** START OF ARTICLE **
# Virginia Personal Property Tax as an Uber Driver



## HitAnyKey42 (May 10, 2018)

Hoping someone can give me the low-down on how things work with the VA Personal Property Tax regarding driving for Uber. I'm moving to Virginia next week and was thinking of driving for Uber (at least part-time) while I am looking for a full-time more stable job. I've already gone through the preliminary steps of signing up for being an Uber driver, and only have a few other items I would need to complete in order to do so.
But I recently found out about Virginia's Personal Property Tax on Automobiles. Having originated from NY and living in DE the past 3 years, this is a new concept for me.

Would someone be willing to explain to me what effect driving part-time for Uber will have on this property tax? My car is a 2016 Toyota Corolla, and I was planning to do pick-ups only in the VA areas from Manassas up towards Herndon/Reston/Alexandria/etc. I don't plan to do any pick-ups in DC (plus I don't have a VA license yet, so can't do so anyway).
** END OF ARTICLE **
» STATED EXERCISE 1: Reproduce the part of the forum thread on Virginia property tax that opens with the words containing "Hoping someone can" and closes with "order to do so.".
» STATED EXERCISE 2: In the forum thread on Virginia property tax for Uber drivers, what car does the poster own?
» STATED EXERCISE 3: Carry on the forum thread about Virginia personal property tax for Uber drivers from the point where it stops.
The records have no role here.
** START OF DATA SUPPLIED **
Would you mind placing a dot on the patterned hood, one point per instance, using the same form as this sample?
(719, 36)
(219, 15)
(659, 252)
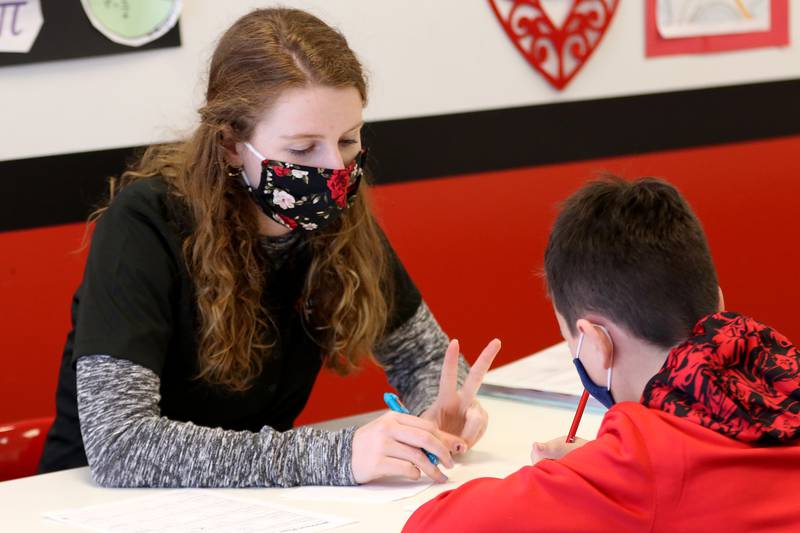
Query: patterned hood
(735, 376)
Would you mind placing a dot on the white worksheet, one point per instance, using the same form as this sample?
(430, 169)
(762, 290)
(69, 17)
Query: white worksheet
(550, 370)
(185, 511)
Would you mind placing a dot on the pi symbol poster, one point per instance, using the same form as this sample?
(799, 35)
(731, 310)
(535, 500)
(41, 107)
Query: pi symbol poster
(20, 22)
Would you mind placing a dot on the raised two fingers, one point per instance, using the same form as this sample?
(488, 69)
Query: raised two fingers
(475, 423)
(478, 371)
** END OF DATA SUPPLIED **
» EXERCISE ANSWER 1:
Hoping someone can give me the low-down on how things work with the VA Personal Property Tax regarding driving for Uber. I'm moving to Virginia next week and was thinking of driving for Uber (at least part-time) while I am looking for a full-time more stable job. I've already gone through the preliminary steps of signing up for being an Uber driver, and only have a few other items I would need to complete in order to do so.

» EXERCISE ANSWER 2: A 2016 Toyota Corolla.

» EXERCISE ANSWER 3:
Will doing any form of driving (even part-time) for Uber completely screw me in taxes, such that it would make it not worth it at all and I should just go find a temporary job at a grocery store instead? I was just thinking that the flexibility of driving for Uber would help me for doing job searches and eventually going on interviews. But if it would end up making me lose money, instead of helping get a little bit of extra income, I suspect I should just ditch the whole idea.

I've search all over the forums, and elsewhere, and have not been able to find any definitive information on what effect driving for Uber will have on me for taxes or other such things. I already know that I would need to reach out to Erie or one of those companies to obtain that bit of extra insurance for Phase 1. So if getting that for just a bit of part-time driving for a few weeks/months and the effect on the property taxes outweighs any income I might get, well then no point in driving for Uber. Even though it does sound like a decent way to bring home some needed income with the flexibility I need.

Thanks in advance for any insight for a prospective new Uber driver.


----------



## DRII (Feb 24, 2018)

Driving for Uber, or any ride/car sharing service, has no effect on your personal property (car) tax.

unless you choose the actual expense method when it comes to your tax deductions, assuming you drive enough to earn $600 or more in a given year, if thats the case you can deduct the business portion of your personal property tax. eg; if you use your car for rideshare 50% of the time you can deduct half your car tax.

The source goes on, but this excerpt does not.